» DATA ENTRIES

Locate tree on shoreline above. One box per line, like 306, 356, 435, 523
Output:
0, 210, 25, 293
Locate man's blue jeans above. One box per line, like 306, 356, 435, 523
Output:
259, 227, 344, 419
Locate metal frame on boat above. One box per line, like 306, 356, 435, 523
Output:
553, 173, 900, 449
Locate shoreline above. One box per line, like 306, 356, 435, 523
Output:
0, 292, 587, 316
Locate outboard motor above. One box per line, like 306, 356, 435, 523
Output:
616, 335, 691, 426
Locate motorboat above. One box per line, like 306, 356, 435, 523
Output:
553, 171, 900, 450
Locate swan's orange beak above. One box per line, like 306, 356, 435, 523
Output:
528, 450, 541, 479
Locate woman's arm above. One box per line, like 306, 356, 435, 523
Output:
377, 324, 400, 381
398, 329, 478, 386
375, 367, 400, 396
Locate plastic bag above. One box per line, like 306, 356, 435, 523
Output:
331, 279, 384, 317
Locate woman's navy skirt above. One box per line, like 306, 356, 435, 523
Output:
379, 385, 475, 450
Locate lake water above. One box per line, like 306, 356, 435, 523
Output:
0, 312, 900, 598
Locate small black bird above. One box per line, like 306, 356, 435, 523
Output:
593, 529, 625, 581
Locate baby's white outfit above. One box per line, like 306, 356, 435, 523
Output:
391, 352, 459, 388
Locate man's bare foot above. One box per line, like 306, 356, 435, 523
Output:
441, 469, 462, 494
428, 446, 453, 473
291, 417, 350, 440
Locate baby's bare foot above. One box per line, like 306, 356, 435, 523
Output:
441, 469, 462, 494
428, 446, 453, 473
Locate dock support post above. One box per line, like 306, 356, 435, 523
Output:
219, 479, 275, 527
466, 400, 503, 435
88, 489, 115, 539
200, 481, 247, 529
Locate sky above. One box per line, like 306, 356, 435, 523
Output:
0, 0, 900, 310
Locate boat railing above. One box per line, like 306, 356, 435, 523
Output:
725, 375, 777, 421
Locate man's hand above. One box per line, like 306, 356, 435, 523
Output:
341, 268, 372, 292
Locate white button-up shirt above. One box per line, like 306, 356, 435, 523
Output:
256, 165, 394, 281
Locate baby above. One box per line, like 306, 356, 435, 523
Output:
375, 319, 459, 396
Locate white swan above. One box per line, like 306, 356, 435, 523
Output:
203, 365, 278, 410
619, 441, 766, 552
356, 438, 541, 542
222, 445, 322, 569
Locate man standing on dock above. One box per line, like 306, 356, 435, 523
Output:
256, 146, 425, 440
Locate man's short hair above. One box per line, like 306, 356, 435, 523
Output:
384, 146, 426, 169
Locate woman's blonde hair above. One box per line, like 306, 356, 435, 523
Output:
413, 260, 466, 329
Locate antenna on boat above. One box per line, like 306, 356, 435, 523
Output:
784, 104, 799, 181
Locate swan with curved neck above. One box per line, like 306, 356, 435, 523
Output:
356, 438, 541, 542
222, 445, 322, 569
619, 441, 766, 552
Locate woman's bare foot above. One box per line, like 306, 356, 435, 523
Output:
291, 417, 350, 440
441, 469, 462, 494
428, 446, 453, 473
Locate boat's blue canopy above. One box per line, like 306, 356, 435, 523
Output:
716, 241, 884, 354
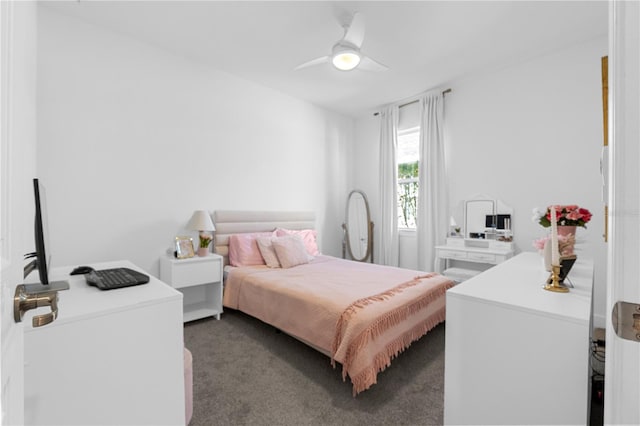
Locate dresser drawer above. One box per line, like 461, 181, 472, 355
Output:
439, 250, 467, 259
467, 252, 496, 263
171, 261, 221, 288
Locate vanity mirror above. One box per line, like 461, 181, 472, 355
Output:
463, 196, 513, 242
342, 189, 373, 263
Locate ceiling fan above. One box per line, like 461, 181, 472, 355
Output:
295, 12, 389, 71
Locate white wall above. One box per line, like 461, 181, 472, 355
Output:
353, 37, 607, 325
37, 7, 353, 275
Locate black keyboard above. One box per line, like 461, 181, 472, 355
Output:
84, 268, 149, 290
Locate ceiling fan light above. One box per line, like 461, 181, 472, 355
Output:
331, 50, 360, 71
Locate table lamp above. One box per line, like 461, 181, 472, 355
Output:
187, 210, 216, 256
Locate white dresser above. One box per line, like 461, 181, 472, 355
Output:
444, 253, 593, 425
23, 262, 185, 426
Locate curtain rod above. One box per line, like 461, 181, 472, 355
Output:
373, 89, 451, 117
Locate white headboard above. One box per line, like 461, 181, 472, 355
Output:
213, 210, 316, 265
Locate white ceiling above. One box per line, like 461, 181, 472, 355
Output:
42, 0, 608, 116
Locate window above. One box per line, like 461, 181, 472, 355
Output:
397, 127, 420, 229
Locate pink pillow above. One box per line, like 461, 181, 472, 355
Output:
256, 237, 280, 268
229, 232, 273, 266
271, 235, 309, 268
276, 228, 320, 256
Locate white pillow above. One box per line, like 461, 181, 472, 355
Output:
256, 237, 280, 268
271, 235, 309, 268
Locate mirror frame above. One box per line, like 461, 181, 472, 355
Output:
342, 189, 373, 263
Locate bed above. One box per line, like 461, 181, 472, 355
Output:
214, 211, 453, 396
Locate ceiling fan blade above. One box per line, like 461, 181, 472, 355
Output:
358, 55, 389, 71
343, 12, 365, 48
294, 56, 329, 71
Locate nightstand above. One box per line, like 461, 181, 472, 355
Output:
160, 254, 222, 322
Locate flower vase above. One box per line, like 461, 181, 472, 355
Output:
558, 225, 577, 237
542, 239, 551, 272
558, 225, 577, 254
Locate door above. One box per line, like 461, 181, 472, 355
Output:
604, 1, 640, 425
0, 1, 36, 426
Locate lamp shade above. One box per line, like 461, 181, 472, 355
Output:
187, 210, 216, 231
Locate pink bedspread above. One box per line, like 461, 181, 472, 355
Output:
224, 256, 453, 395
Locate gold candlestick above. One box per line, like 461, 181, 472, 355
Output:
544, 265, 569, 293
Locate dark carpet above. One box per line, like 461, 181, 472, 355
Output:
184, 310, 445, 426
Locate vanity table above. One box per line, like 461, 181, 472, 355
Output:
435, 238, 514, 282
434, 195, 515, 282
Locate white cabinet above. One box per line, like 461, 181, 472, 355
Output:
23, 262, 185, 426
160, 254, 222, 322
444, 252, 593, 425
435, 238, 514, 282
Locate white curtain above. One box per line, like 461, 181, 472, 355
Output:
416, 92, 449, 271
378, 106, 399, 266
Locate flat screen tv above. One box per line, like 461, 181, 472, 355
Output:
25, 178, 69, 293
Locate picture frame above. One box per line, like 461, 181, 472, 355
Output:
176, 236, 195, 259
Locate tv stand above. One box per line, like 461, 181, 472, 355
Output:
23, 261, 185, 426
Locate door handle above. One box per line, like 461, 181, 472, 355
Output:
611, 302, 640, 342
13, 284, 58, 327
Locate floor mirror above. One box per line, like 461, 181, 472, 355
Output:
342, 189, 373, 263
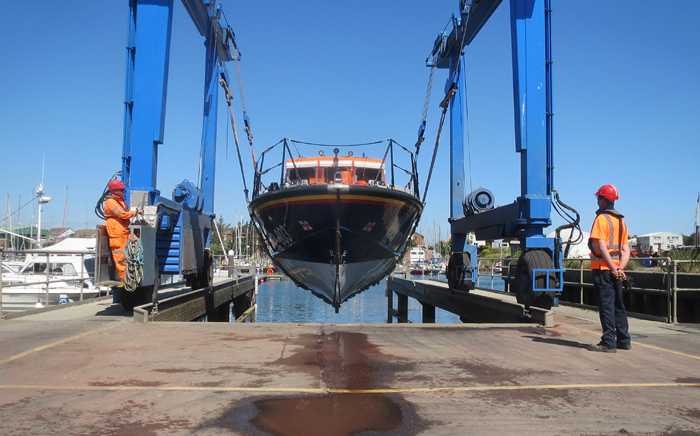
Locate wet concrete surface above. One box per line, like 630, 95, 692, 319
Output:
0, 302, 700, 436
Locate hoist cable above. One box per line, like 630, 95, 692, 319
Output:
219, 73, 252, 202
423, 105, 447, 203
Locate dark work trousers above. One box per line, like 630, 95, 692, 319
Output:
593, 269, 630, 348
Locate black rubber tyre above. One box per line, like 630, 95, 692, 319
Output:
148, 259, 160, 303
446, 253, 472, 292
119, 288, 144, 310
190, 250, 214, 290
513, 250, 556, 310
202, 250, 214, 288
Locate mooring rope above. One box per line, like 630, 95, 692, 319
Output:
124, 237, 143, 292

» DIRECTIONS
Echo the listing above line for line, without a single change, from the first line to the last, and leave the pictures out of your reply.

» WRITTEN SOLUTION
Locate tree on shoreline above. One box per line, like 306, 356, 435, 523
Output:
0, 210, 25, 293
Locate man's blue jeans above. One box per line, like 306, 356, 435, 523
Output:
259, 227, 344, 419
Locate metal frame on boat above. One box per line, like 306, 356, 435, 523
Output:
553, 173, 900, 449
Locate shoreline above. One box per line, like 306, 356, 435, 523
Output:
0, 292, 587, 316
Locate outboard motor above. One box per line, like 306, 356, 435, 523
Output:
616, 335, 691, 426
Locate motorboat above. One box per line, like 306, 356, 435, 523
Output:
553, 171, 900, 450
Locate swan's orange beak above. One box per line, like 306, 356, 435, 523
Output:
528, 450, 541, 479
Locate woman's arm above. One box per line, like 306, 356, 435, 523
Output:
377, 324, 400, 381
398, 329, 478, 386
375, 367, 400, 396
Locate plastic bag above. One box per line, like 306, 356, 435, 523
Output:
331, 279, 384, 317
Locate woman's navy skirt above. One box per line, like 306, 356, 435, 523
Output:
379, 385, 475, 450
Locate lake water above. One box per line, like 306, 356, 435, 523
Output:
0, 312, 900, 598
Locate small black bird above. One box per line, like 306, 356, 435, 523
Output:
593, 529, 625, 581
Locate baby's white outfit above. One box per line, like 306, 356, 435, 523
Output:
391, 352, 459, 388
Locate man's bare foot above. One box per line, like 306, 356, 435, 523
Output:
441, 469, 462, 494
428, 446, 453, 473
291, 417, 350, 440
Locate baby's bare foot above. One box per line, like 306, 356, 435, 523
Output:
441, 469, 462, 494
428, 446, 453, 473
Locate dock support post above. One box per line, like 306, 356, 435, 523
Output:
219, 479, 275, 527
466, 400, 503, 435
88, 489, 115, 539
200, 481, 247, 529
Locate sky above. One box per line, like 306, 356, 435, 523
Output:
0, 0, 900, 310
Locate boat railing above. One box per line, like 306, 356, 435, 523
Output:
725, 375, 777, 421
Locate man's hand above. One box per line, like 306, 356, 435, 523
Output:
341, 268, 372, 292
Locate white button-up shirt above. One box per line, like 306, 356, 435, 523
Output:
256, 165, 394, 281
Locate baby above. One box per line, like 306, 356, 435, 523
Output:
375, 319, 459, 396
Locate white swan above. One box per line, like 306, 356, 435, 523
Output:
203, 365, 278, 410
619, 441, 766, 552
356, 438, 541, 542
222, 445, 322, 569
Locate man standing on dock above. One box per line, like 306, 356, 435, 523
Output:
256, 146, 425, 440
Locate man's short hair above. One box per line, like 306, 356, 435, 523
Output:
384, 146, 426, 169
Locate woman's blonde hair above. One box per line, like 306, 356, 435, 523
Output:
413, 260, 466, 329
Locate antenna on boat above. One box per line, like 306, 356, 435, 523
Output:
784, 104, 799, 181
Locate swan with curved neck above. One box per line, like 306, 356, 435, 523
Output:
356, 438, 541, 542
222, 445, 322, 569
619, 441, 766, 552
Locate woman's bare foot above. One box per line, like 306, 356, 435, 523
Output:
291, 417, 350, 440
441, 469, 462, 494
428, 446, 453, 473
Locate boat's blue canopy above. One box per line, like 306, 356, 435, 523
Output:
716, 241, 884, 354
Locate dresser drawer above. One box per line, like 461, 181, 472, 355
Output:
439, 250, 467, 259
467, 252, 496, 263
171, 261, 221, 288
Locate vanity mirror above. One box per line, like 461, 181, 472, 355
Output:
463, 196, 513, 242
342, 189, 373, 263
Locate ceiling fan above. One box per line, like 461, 181, 472, 355
Output:
295, 12, 389, 71
Locate white wall above. One box per line, like 461, 181, 472, 355
Output:
353, 37, 607, 325
37, 7, 353, 275
Locate black keyboard above. One box per line, like 461, 181, 472, 355
Output:
84, 268, 149, 290
Locate ceiling fan light above. One box per line, like 461, 181, 472, 355
Output:
331, 50, 360, 71
Locate table lamp above. One box per line, like 461, 181, 472, 355
Output:
187, 210, 216, 256
Locate white dresser above. One box per line, like 461, 181, 472, 355
Output:
444, 253, 593, 425
23, 262, 185, 426
Locate curtain rod above. One box per line, like 461, 181, 472, 355
Output:
373, 89, 451, 117
Locate white headboard above. One box per line, like 461, 181, 472, 355
Output:
213, 210, 316, 265
Locate white ceiling above. One box per line, like 461, 181, 472, 355
Output:
42, 0, 608, 116
Locate window above. One box per line, like 461, 181, 472, 355
Output:
397, 127, 420, 229
Locate pink pillow above. One box per line, like 461, 181, 472, 355
Output:
256, 237, 280, 268
229, 232, 273, 266
271, 235, 309, 268
276, 228, 320, 256
Locate white pillow above. One box per line, like 461, 181, 472, 355
Output:
256, 237, 280, 268
271, 235, 309, 268
Locate mirror frame above. One box per line, like 461, 181, 472, 355
Output:
342, 189, 373, 263
Locate bed above. One box per line, like 461, 181, 472, 355
Output:
214, 211, 453, 396
Locate ceiling fan blade above. One box per line, like 461, 181, 472, 355
Output:
358, 55, 389, 71
343, 12, 365, 48
294, 56, 329, 71
Locate nightstand above. One box per line, like 461, 181, 472, 355
Output:
160, 254, 222, 322
Locate flower vase above. One box per line, like 461, 181, 472, 355
Output:
558, 225, 577, 237
542, 239, 551, 272
558, 225, 577, 254
Locate door above. One box per line, like 461, 181, 472, 355
Output:
604, 1, 640, 425
0, 1, 36, 426
Locate lamp shade above. One box per line, like 461, 181, 472, 355
Output:
187, 210, 216, 231
Locate pink bedspread above. One box per line, like 461, 181, 472, 355
Output:
224, 256, 453, 395
Locate gold candlestick above. One box per line, like 461, 181, 472, 355
Output:
544, 265, 569, 293
Locate dark carpet above. One box per line, like 461, 181, 472, 355
Output:
184, 310, 445, 426
Locate vanity table above. One box per line, like 461, 181, 472, 355
Output:
435, 238, 514, 282
434, 195, 515, 282
Locate white cabinet above. One box per line, like 461, 181, 472, 355
Output:
23, 262, 185, 426
160, 254, 222, 322
444, 252, 593, 425
435, 238, 514, 282
Locate white curtain above. One box per line, like 461, 181, 472, 355
Output:
416, 92, 449, 271
378, 106, 399, 266
Locate flat screen tv above. One box per line, like 461, 181, 472, 355
Output:
25, 178, 69, 293
Locate picture frame above. One box per line, like 461, 181, 472, 355
Output:
176, 236, 195, 259
Locate tv stand above. One box per line, like 461, 181, 472, 355
Output:
23, 261, 185, 426
Locate door handle above. One box per line, like 461, 181, 472, 355
Output:
611, 302, 640, 342
13, 284, 58, 327
Locate floor mirror above. One box per line, like 461, 181, 472, 355
Output:
342, 189, 373, 263
Locate wet concrete surface above. One box per line, like 630, 95, 692, 319
Output:
0, 302, 700, 436
Locate hoist cable above. One box per line, like 630, 95, 692, 319
Output:
219, 73, 252, 202
423, 105, 447, 203
Locate dark work trousers above. One box per line, like 630, 95, 692, 319
Output:
593, 269, 630, 348
Locate black rubber tyre above. One box per line, like 630, 95, 692, 319
Output:
148, 259, 160, 303
446, 253, 472, 292
119, 288, 144, 310
190, 250, 214, 290
513, 250, 556, 310
202, 250, 214, 288
Locate mooring rope above. One box per line, like 630, 95, 692, 319
Output:
124, 237, 143, 292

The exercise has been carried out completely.